• AUFGABE 1: Mit wem arbeitete Daria laut dem Textauszug über Darias Weg zur Geburtsbegleitung, als sie als klinische Psychologin in der Psychiatrie anfing?
• AUFGABE 2: Führe den Textauszug über Darias Weg zur Geburtsbegleitung nach seinem letzten Satz fort.
━━ TEXTAUSZUG
Wie Daria zur Geburtsbegleitung kam
Wir treffen Daria während einer öffentlichen Gesprächsrunde in einem kleinen Moskauer Klub namens „Powerhouse“. Sie hört gerade ihrer Lieblings-Drehbuchautorin und TV Moderatorin Dunya Smirnova bei einem Vortrag über Autismus zu. „Ich mag sie “, sagt Daria, „denn als ich als klinische Psychologin in der Psychiatrie anfing, habe ich mit autistischen Kindern gearbeitet.“ Damals träumte sie noch davon, Kunsttherapeutin zu werden, sammelte auch schon einige Erfahrungen auf dem Gebiet, bis sich ihre Prioritäten änderten. Nachdem sie für einige Jahre als Stylistin arbeitete, ihren Abschluss an der psychologischen Fakultät absolvierte und ihr erstes Kind zur Welt brachte, nahm Daria ihr weiterführendes Psychologiestudium wieder auf. Dann stellten Freundinnen sie der Psychologin Nadezhda Pavlovskaya vor. Die jungen Frauen wollten jemanden wie Daria und Nadezhda, die schon selbst entbunden haben, zum Thema Schwangerschaft und Geburt befragen.
━━━━
━━ EINGABEDATEN
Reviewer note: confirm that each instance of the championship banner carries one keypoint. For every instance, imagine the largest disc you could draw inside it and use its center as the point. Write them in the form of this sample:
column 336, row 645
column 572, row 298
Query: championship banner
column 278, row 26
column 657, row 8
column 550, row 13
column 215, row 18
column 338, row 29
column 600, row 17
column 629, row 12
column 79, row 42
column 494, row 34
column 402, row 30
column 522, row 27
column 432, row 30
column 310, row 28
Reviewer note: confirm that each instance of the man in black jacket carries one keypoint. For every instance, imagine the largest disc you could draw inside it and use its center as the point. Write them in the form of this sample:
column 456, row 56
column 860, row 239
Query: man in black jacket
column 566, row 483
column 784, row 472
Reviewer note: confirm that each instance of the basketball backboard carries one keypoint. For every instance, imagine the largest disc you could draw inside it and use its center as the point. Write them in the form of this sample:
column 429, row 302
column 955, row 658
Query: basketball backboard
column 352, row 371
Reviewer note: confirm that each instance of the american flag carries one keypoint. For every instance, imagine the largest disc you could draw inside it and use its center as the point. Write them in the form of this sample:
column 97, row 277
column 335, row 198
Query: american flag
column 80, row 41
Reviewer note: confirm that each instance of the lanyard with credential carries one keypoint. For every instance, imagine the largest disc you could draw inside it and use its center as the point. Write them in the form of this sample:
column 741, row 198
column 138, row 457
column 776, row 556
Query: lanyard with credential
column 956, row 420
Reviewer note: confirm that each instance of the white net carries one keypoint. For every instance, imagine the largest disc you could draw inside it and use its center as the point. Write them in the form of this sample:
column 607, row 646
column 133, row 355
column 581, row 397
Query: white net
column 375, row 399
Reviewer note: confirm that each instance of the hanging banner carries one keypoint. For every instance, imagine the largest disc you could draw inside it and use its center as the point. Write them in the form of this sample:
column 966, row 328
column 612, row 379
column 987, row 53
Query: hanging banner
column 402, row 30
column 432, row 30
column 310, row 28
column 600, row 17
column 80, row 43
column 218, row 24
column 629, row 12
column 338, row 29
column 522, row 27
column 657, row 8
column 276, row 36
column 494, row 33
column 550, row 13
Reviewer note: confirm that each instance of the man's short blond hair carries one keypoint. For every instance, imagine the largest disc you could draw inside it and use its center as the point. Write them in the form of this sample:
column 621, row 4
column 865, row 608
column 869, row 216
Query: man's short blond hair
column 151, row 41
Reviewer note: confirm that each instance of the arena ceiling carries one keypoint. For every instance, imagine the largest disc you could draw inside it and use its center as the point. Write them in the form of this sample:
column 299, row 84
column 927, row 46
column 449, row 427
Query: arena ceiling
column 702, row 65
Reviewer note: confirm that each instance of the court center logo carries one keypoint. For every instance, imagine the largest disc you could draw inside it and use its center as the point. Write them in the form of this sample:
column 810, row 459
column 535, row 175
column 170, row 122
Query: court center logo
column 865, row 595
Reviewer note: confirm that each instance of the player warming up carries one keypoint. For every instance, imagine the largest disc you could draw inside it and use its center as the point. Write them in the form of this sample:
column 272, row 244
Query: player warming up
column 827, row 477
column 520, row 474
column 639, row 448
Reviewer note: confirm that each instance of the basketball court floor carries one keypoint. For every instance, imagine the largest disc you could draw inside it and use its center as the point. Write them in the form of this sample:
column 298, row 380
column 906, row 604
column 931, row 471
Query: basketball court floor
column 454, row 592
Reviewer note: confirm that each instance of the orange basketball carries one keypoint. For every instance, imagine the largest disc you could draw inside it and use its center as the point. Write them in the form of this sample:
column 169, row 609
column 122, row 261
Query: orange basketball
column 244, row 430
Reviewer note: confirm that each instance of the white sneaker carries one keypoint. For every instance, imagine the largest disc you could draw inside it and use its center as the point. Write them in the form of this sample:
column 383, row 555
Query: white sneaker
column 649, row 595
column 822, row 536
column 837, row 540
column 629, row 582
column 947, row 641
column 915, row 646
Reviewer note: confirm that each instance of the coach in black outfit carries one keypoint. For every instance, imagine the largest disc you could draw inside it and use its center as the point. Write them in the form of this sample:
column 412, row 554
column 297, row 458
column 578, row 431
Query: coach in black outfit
━━━━
• ANTWORT 1: Mit autistischen Kindern.

• ANTWORT 2:
„Ich hätte nie gedacht, eine Geburtsbegleiterin werden zu können, das hatte immer etwas Heiliges für mich.“

Zusammen mit Nadezhda fing Daria an, schwangere Frauen zu Hause zu besuchen und begann bald darauf ihre offizielle Ausbildung zur Schwangerschafts- und Geburtsbegleiterin bei der amerikanischen Organisation „Birthing from Within“ . „Natürlich wollte ich bald bei einer Geburt dabei sein um zu wissen, was mich nach der Ausbildung erwartet“ sagt Daria. „Aber ich hätte nie gedacht, eine Geburtsbegleiterin werden zu können, das hatte immer etwas Heiliges für mich.“ Das sollte sich ändern, als die erste Schwangere Daria bat, ihr in den Wehen beizustehen.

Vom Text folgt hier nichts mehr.